=== SOURCE ===

Notes from the Field : week 6
In Defense of Ugly Vegetables
by harvest workshare Greg Josephs
There is a ritual I observe every Friday when I get home from my morning at the farm. Regardless of how tired, dirty, or hungry I am (generally all three in great measure) the first thing I do is take my enormous bag of fresh vegetables, artfully arrange them on the kitchen table, and take a series of photographs for social media.
I like to see the colors. It’s a moment to appreciate the gift of produce so fresh, it was literally still in the ground three hours earlier. It’s also visually flawless, because I’ve selected the leafiest chard, the straightest carrots, the plumpest beets, the roundest tomatoes.
It makes for great photos, but actually, I’m contributing to an enormous problem:
Food waste.
Google is full of an endlessly unspooling thread of articles studded with alarming facts about how much produce never even makes it out of the ground at the farm level—for lots of reasons.
On larger-scale commercial farms, various factors can contribute to produce being left in the field: lack of labor, weather events, market fluctuations, etc. But even at LexFarm, take a stroll through the fields on an afternoon after a harvest, and you’re likely to see perfectly edible produce just … left behind.
Some of it isn’t edible. This carrot was nibbled by a rabbit, that beet was bored through by an insect. This radish cracked open. That zucchini got so big, its internal texture has gone from tender and pleasant to woody and, well … gross.
But some of it—and this is where my weekly photography habit helps put the blame on my shoulders—just isn’t as nice to look at.
Picture the produce section in your local grocery store. Bulk carrots of uniform size and thickness, heads of broccoli, entirely uniform, piles of nearly-ripe tomatoes, all the same size. Apples! Shiny, wax-covered apples that glitter like jewels.
These things are enticing. They tell us they are fresh and healthy and delicious. They invite us to load them into plastic produce bags and bring them home and feel so good about what we’re feeding ourselves and our families. And they are healthy. And they’re perfect.
The problem is, faced with so much perfection, when we rifle through that bin of loose potatoes, we’re conditioned to steer clear of anything with a blemish, or an unusual shape. That potato gets left behind until it’s been there too long waiting for someone to take a chance on it. And there’s nothing wrong with it! A little work with a paring knife, and it would fit perfectly in your summer potato salad.
But it’ll never make it to a potato salad, which is too bad. Because it’s an ingredient, and when we cook, we transform ingredients into something wholly different than they were when we started.

=== EXERCISE INPUTS ===

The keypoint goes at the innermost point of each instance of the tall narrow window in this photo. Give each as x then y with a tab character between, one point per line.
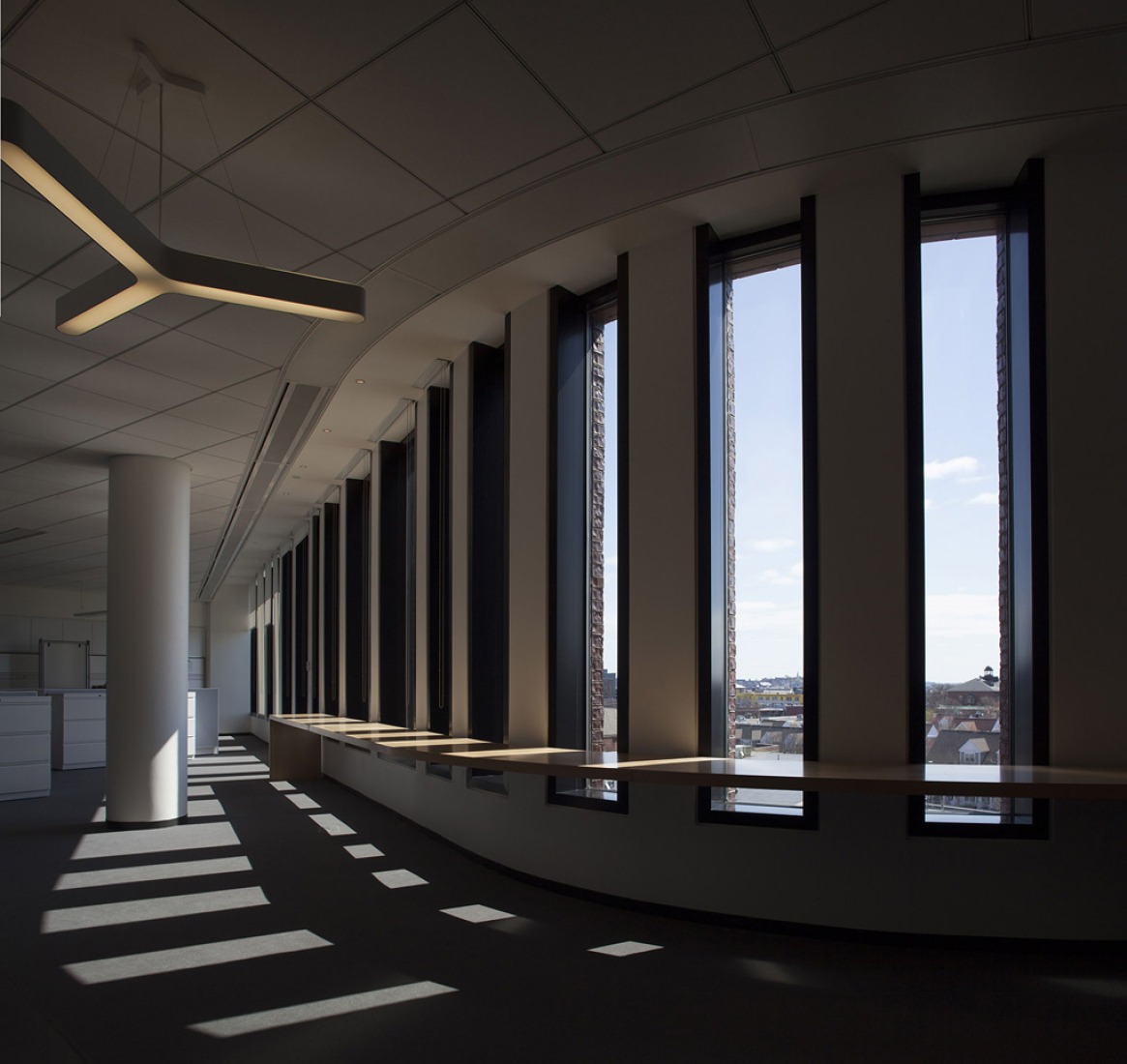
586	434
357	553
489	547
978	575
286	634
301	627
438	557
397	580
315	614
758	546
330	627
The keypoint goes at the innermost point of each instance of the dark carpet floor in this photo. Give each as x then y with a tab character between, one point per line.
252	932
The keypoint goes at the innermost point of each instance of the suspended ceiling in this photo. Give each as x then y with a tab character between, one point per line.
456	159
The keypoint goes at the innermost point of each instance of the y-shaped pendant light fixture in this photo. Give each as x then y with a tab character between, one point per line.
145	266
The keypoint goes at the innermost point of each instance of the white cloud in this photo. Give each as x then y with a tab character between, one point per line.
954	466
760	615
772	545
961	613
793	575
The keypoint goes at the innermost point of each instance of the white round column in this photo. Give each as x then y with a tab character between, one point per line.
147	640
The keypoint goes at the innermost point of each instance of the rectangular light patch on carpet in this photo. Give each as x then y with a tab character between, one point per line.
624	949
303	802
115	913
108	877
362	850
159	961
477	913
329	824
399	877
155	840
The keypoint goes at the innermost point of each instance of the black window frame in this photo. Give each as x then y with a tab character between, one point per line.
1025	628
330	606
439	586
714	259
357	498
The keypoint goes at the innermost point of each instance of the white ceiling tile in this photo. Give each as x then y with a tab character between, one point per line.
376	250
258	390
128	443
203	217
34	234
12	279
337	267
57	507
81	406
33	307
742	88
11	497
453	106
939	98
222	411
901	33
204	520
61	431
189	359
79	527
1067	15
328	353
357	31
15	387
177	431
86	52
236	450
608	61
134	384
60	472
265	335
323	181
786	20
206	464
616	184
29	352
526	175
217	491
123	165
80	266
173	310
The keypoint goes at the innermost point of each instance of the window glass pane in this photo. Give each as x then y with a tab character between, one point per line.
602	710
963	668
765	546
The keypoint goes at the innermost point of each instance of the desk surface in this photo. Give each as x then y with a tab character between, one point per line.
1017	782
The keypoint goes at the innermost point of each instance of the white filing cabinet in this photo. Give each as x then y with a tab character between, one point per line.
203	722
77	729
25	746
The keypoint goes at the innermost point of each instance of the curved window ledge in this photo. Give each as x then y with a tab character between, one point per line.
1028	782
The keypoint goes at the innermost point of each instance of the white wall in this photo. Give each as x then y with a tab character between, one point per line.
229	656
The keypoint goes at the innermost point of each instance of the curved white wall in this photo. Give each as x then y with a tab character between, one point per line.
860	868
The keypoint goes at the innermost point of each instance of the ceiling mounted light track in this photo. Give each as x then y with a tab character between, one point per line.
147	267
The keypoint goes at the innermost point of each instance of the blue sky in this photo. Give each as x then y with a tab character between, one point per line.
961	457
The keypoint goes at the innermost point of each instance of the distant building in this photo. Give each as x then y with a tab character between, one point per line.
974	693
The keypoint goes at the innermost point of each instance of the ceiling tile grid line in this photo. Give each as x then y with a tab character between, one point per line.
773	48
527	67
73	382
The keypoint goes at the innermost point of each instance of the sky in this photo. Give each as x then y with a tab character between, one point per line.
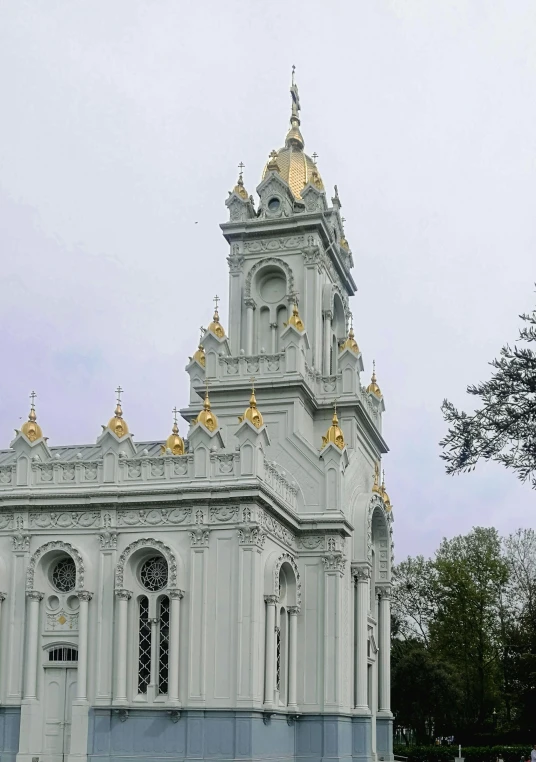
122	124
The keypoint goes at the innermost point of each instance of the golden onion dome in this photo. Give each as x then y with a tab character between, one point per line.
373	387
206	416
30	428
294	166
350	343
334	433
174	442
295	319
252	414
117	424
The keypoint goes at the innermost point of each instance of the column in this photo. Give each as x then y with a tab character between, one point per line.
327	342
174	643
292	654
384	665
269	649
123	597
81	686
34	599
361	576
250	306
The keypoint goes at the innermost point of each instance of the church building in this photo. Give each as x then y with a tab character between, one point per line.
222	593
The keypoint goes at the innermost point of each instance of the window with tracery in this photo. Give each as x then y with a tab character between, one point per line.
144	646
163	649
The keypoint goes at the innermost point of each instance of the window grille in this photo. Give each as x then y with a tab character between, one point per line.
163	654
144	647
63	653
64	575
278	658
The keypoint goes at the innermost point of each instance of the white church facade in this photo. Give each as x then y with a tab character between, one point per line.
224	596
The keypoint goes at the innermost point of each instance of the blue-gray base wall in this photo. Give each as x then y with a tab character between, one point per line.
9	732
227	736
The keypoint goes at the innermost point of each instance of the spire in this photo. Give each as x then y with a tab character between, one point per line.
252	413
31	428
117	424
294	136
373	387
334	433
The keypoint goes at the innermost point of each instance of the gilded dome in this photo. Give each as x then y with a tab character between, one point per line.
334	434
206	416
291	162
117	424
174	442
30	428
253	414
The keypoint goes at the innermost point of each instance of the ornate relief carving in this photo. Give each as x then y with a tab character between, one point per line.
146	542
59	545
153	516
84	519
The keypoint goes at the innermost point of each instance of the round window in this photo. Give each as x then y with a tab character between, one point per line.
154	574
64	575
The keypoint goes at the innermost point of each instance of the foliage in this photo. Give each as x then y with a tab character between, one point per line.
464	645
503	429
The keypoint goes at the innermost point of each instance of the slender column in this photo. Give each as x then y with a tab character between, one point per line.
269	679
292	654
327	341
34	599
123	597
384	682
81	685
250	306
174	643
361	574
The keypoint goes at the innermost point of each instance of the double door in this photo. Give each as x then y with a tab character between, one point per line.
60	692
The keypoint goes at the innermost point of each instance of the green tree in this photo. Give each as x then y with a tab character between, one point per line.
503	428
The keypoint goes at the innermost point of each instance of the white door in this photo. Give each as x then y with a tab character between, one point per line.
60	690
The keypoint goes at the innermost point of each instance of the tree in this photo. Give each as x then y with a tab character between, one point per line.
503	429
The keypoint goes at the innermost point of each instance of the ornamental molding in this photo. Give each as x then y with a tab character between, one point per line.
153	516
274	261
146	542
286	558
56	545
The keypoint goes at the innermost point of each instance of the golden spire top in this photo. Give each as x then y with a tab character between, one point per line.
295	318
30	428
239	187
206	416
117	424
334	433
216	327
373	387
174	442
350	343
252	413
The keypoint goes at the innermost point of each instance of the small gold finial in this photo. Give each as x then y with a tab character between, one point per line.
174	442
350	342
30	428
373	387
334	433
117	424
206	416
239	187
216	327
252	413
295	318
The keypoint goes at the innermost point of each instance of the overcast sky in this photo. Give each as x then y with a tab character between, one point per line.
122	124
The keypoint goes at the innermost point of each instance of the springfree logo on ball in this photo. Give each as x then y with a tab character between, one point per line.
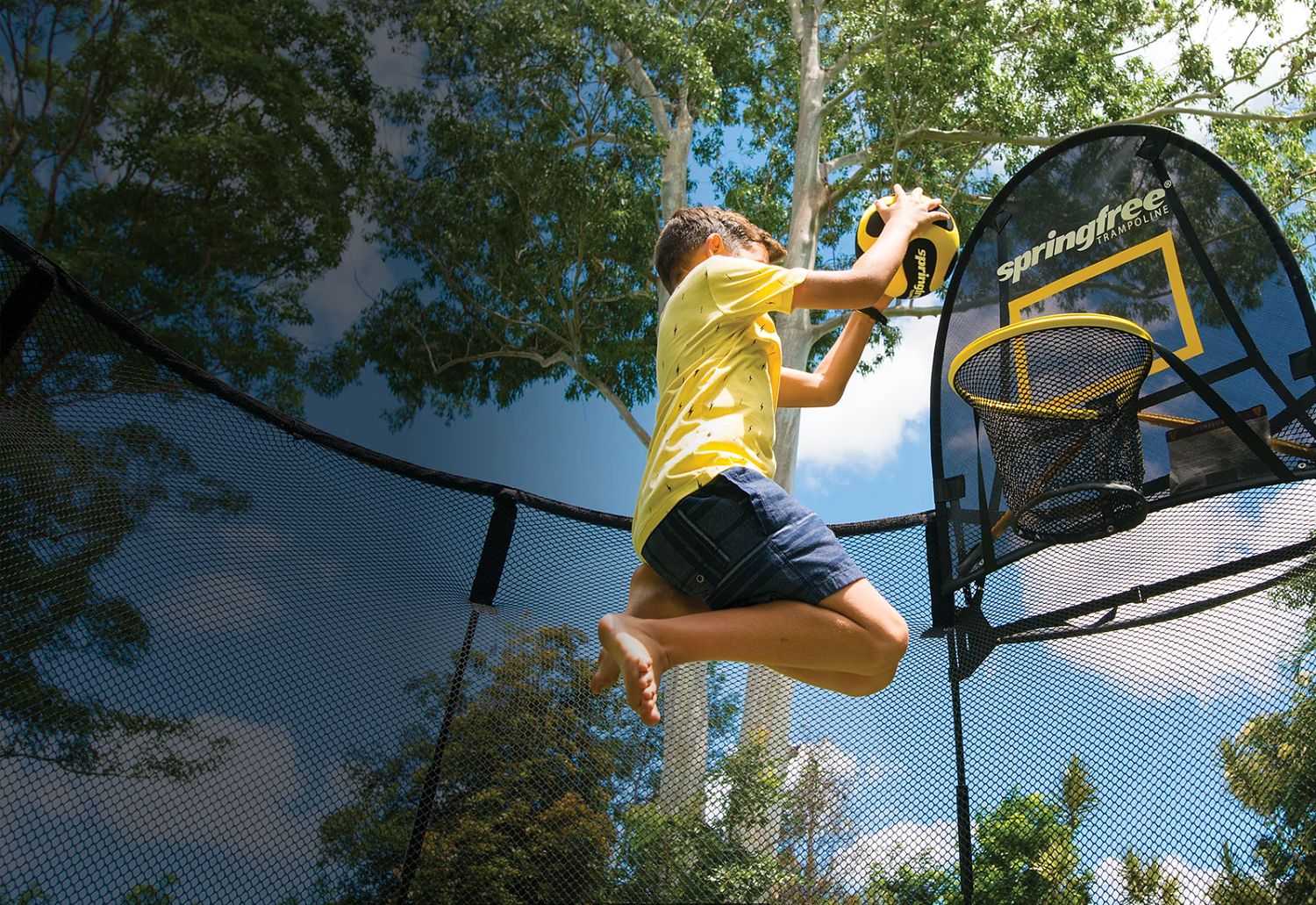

===

REQUIRED TASKS:
A. Summarize the essay on ugly vegetables in two sentences.
B. Rewrite the rows from the line containing "the golden spire" through the end of the rows, replacing "innermost point" with "central point" and keeping everything else the same. Leave the pictures out.

THE REPLIES:
A. Each Friday the writer, a harvest workshare, photographs the most flawless produce from the farm, and comes to see this habit as part of the problem of food waste, since edible but less attractive produce is often left behind in the fields. Grocery displays of uniform, perfect produce condition shoppers to avoid blemished or oddly shaped items, which then go unused even though a little work with a paring knife would make them fine ingredients.

B.
The keypoint goes at the central point of each instance of the golden spire top in this photo. Give each as x then y with a tab character between, one point per line.
295	318
30	428
239	187
206	416
117	424
334	433
216	327
373	387
174	442
350	343
252	413
The keypoint goes at the central point of each instance of the small gold finial in this photo. Give each as x then y with a tab character between, one point per line.
174	442
350	342
30	428
373	387
334	433
117	424
206	416
239	187
216	327
252	413
295	318
The keypoint goes at the central point of each instance of the overcast sky in this photo. Give each as x then y with a tab character between, one point per line.
122	124
The keypoint goes at the central point of each instance of the springfree logo on ball in this photo. Give each as x then y with a tab character between, one point per line.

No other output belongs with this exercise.